Тем не менее, несмотря на все допущения и очевидные неточности, представленная карта позволяет очертить зоны различной степени бедствий и, что особенно важно для данного исследования, «вписать» Урал в общероссийский контекст. Обнаруживаются как минимум три зоны, в которых частотность смены власти принципиально различалась. Примерно половина из 46 отмеченных на схеме губерний испытала смену правителей лишь дважды — весной и осенью 1917 г. Реже она происходила трижды, если переход к «диктатуре пролетариата» осуществлялся через относительно длительное пребывание у руля власти промежуточных, оставшихся верными свергнутому Временному правительству, или советских властных структур, которые выступили после большевистского восстания в Петрограде в конце октября 1917 г. с лозунгом «однородного социалистического правительства» и представляли собой компромисс местных большевиков с другими социалистами.[107] Такая модель смены власти была характерна для Центральной и Северо-Западной России, части Поволжья, Русского Севера.
Во второй зоне переходы власти осуществлялись от четырех до семи раз, половина которых чаще приходилась на 1918-1919 гг., реже они захватывали 1920 г. По такой схеме события развивались в 15 губерниях европейской части России, население которых в 1918 г. испытало приход «белых» в различных обличьях. Это было характерно для граничащих с Украиной великорусских губерний, большей части Новороссии, ряда губерний Поволжья и Урала.

- _Исходные данные_:

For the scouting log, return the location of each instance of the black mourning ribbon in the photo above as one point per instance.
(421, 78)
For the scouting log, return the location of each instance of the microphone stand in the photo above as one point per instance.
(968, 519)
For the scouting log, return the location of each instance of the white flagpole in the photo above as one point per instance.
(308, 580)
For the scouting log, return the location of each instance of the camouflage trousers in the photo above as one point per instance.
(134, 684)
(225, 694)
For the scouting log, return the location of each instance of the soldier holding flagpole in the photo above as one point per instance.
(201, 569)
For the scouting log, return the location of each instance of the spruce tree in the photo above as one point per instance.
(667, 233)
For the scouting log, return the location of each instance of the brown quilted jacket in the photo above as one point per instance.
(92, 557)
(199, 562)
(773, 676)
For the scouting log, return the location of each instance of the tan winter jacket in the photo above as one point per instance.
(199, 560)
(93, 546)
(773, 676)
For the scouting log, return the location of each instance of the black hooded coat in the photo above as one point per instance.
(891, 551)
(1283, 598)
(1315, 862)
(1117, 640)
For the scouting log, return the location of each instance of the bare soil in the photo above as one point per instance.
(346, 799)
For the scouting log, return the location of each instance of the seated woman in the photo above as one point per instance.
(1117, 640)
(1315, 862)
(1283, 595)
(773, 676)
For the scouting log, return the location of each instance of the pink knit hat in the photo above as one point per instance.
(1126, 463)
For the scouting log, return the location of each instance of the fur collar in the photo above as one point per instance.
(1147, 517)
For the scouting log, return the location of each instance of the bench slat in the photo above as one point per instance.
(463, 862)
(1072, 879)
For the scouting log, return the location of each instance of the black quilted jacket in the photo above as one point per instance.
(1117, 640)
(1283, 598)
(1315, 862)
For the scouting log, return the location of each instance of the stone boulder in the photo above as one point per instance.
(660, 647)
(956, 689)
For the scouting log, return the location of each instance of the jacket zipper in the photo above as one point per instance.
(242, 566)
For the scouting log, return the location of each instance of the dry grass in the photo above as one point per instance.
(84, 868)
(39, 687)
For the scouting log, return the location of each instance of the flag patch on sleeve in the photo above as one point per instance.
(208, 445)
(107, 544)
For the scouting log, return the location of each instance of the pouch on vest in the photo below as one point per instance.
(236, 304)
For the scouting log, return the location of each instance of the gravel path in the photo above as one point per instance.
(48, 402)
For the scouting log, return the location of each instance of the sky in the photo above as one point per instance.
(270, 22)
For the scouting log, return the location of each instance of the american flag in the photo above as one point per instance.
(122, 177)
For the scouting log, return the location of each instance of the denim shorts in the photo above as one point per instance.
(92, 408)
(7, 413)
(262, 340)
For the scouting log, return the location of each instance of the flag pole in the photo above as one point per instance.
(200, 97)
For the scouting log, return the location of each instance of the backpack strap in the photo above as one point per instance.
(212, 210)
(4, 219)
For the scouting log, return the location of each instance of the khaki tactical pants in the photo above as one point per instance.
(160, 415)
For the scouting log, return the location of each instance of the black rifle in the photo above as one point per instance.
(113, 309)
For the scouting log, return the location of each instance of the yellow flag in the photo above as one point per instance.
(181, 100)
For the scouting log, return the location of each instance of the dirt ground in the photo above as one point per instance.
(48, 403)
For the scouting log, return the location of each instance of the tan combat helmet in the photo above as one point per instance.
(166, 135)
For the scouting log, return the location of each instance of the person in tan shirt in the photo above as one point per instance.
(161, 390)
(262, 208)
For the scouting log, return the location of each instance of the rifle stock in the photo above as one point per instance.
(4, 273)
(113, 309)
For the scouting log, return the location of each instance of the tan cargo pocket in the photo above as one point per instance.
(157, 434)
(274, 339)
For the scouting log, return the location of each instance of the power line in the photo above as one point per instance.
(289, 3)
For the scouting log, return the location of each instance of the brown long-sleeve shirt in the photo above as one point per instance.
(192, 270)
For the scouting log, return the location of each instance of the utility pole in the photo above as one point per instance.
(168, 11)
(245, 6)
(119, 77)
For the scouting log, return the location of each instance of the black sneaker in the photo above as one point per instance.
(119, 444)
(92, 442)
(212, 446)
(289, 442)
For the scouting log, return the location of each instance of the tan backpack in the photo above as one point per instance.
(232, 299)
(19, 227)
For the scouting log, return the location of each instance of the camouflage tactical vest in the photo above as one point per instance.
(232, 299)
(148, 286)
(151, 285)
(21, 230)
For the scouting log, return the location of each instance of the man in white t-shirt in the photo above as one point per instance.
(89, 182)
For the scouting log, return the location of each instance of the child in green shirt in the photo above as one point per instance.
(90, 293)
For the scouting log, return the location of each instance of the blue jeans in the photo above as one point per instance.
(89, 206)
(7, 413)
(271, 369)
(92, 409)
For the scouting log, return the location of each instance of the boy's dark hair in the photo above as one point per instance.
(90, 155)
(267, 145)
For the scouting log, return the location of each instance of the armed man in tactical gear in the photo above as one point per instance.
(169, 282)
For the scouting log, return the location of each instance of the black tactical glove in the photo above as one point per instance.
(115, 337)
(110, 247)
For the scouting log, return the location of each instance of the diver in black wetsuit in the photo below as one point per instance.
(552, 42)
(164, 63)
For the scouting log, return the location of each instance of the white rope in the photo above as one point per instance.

- _Условие задания_: Выпишите дословно фрагмент текста о смене власти в губерниях, начиная со слов «Во второй зоне» и до слов «Поволжья и Урала.» включительно.

- _Решение задачи_:
Во второй зоне переходы власти осуществлялись от четырех до семи раз, половина которых чаще приходилась на 1918-1919 гг., реже они захватывали 1920 г. По такой схеме события развивались в 15 губерниях европейской части России, население которых в 1918 г. испытало приход «белых» в различных обличьях. Это было характерно для граничащих с Украиной великорусских губерний, большей части Новороссии, ряда губерний Поволжья и Урала.